I know many people think to themselves, “But, I’m not an activist like Riyana.” The truth of the matter is, it’s only in the last couple of months that I’ve begun to feel any comfort at all with that label as a part of my identity. For a long time, I didn’t consider myself an activist even when everyone else was referring to me that way, and I certainly don’t see myself doing anything that everyone else couldn’t do. But beyond that, I don’t need others to do what I’m doing. There are hundreds of ways to kneel and kiss the ground – and to fight for climate justice. Many of them are much less glamorous and much more effective than going to a big protest once or twice a year. I totally salute the people that work tirelessly, day in and day out, for what they believe in – at nonprofits, through political art, as teachers and organizers. I think the many ways we engage in this issue, as long as they are effective, passionate, and most of all, conspicuous, fold together and merge into one thing – into one movement, a powerful and diverse force for change.
I heard a story recently about a woman who started to take one day off a week to make soup for homeless people in her community. At some point, people started to hear about what she was doing, and they began sending in donations to help her with her work. Every time, she sat down and took the time to handwrite the person a letter in response. They’d come home and find it in the mail, and when they opened it, their own check would fall into their laps, along with a short note: “Make your own damn soup.”
Now, that’s a bit more harsh than how I’m feeling, and believe me, we very much appreciate the many people who contributed financially and energetically to our work. But I do hope that my posts about Copenhagen have helped to activate some of you to find your own way to be a part of this movement, because I think that what we need in these times is public outcry. Next year, when the COP 16 (UN Climate Change Summit) will be held in Mexico City. What will you do in the next 365 days that will help “make” Obama speak more powerfully, with the true authority that comes with being backed fully by his people, about what we’re willing to do to help save the earth and her people? What will we as a people do? Who will join us in the streets, and write letters, and sign petitions, and fundraise for non-profits that actively work for climate justice, and boycott Chevron, and all of the things that need to be done now? And when it comes to that time, will you join us in Mexico City? Will you rise up in the streets of San Francisco, or wherever you live? What will you do to be part of the earth rising?
Rising, rising, the earth is rising;
Turning, turning the tide is turning.
In love and solidarity,
Riyana
Thank you for writing this! Thank you for your work. You inspire me to do more.

## Supplied records
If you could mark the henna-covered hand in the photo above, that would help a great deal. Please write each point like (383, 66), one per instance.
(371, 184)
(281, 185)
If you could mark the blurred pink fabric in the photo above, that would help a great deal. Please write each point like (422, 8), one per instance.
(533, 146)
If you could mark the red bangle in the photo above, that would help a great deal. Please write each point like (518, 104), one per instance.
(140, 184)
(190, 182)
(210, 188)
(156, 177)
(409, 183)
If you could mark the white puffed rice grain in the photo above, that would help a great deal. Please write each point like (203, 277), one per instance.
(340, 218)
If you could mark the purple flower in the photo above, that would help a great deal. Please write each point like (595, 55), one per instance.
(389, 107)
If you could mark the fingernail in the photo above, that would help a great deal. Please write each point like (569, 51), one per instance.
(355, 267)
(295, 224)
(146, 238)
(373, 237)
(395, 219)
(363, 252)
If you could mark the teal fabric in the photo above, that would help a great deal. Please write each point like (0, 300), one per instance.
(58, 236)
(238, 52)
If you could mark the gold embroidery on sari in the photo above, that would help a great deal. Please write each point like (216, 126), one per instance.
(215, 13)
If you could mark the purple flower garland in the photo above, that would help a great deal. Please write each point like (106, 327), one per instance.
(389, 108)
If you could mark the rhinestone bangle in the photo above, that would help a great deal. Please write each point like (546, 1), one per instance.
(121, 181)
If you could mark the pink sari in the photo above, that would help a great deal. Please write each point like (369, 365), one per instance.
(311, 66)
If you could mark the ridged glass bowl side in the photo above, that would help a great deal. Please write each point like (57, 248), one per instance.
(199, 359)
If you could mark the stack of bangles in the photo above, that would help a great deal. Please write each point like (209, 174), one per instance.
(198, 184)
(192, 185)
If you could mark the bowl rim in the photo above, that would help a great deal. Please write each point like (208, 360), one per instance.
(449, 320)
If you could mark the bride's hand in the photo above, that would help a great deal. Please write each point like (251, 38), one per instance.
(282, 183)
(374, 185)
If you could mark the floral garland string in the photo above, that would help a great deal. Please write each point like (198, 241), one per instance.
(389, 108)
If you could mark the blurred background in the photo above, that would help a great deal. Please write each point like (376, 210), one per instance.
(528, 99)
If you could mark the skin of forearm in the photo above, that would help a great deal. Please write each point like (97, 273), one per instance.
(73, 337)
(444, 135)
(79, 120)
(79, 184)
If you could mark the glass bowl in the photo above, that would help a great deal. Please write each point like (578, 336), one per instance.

==

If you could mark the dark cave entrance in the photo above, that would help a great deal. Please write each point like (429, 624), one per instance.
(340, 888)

==

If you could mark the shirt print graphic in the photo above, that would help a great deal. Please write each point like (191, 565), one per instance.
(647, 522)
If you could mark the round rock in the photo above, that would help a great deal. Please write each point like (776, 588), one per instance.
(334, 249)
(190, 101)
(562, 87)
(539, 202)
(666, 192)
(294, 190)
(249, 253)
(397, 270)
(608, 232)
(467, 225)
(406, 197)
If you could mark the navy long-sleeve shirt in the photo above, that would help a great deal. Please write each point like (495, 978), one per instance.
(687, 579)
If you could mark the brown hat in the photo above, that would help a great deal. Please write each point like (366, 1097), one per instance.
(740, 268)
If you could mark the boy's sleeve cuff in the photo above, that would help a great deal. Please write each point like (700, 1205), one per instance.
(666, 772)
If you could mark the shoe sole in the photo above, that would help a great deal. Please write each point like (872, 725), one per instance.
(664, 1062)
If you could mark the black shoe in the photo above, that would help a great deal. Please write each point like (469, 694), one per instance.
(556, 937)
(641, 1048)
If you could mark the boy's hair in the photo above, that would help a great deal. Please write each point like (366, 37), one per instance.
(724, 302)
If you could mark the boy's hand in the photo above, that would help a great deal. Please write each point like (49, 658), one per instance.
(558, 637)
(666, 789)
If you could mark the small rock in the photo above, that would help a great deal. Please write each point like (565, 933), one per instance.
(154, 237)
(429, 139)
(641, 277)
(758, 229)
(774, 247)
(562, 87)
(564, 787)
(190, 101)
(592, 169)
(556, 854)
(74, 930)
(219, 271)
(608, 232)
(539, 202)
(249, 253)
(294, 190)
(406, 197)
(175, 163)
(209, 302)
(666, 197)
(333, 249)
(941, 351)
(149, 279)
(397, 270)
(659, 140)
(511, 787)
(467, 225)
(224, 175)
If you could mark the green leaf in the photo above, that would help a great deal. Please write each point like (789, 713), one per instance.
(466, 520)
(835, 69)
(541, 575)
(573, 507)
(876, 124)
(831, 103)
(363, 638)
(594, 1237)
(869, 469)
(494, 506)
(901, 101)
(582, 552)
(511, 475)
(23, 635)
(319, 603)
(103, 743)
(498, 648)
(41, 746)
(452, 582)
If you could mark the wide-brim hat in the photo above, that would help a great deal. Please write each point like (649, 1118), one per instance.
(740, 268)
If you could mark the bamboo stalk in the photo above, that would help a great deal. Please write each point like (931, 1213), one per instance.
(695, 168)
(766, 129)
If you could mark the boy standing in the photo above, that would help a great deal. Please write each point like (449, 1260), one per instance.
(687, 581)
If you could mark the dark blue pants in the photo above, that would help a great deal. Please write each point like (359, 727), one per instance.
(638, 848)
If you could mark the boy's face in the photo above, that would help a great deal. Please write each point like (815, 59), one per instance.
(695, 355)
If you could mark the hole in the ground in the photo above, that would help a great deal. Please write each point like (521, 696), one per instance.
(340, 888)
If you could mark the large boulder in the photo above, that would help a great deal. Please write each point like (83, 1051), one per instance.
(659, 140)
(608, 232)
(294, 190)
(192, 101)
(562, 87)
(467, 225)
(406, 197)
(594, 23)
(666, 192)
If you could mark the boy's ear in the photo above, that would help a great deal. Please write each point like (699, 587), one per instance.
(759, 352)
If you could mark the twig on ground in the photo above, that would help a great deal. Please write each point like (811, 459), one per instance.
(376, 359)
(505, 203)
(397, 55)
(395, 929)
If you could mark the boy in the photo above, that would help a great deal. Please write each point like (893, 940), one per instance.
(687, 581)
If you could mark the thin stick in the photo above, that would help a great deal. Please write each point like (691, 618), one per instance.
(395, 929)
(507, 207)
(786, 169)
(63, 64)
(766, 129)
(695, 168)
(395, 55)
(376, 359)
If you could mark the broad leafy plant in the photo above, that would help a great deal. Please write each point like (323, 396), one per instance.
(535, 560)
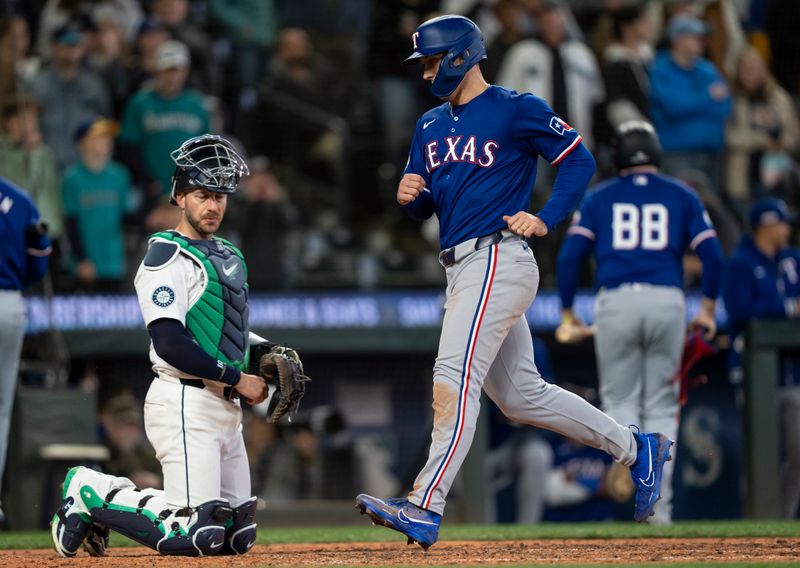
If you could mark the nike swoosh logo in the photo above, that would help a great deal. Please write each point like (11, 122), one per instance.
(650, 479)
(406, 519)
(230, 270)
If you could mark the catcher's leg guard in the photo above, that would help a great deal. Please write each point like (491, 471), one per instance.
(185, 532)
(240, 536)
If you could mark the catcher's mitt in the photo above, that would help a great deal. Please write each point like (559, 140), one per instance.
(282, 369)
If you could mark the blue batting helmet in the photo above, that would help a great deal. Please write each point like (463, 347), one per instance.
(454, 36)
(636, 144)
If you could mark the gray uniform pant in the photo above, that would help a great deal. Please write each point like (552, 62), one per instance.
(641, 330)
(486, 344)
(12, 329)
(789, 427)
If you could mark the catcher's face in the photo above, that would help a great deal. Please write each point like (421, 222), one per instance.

## Exercise task
Please say what fell into donors' laps when they opened the woman's reply, according to the climate justice post. You won't need the data to answer.

## Exercise result
Their own check fell into their laps, along with a short note reading "Make your own damn soup."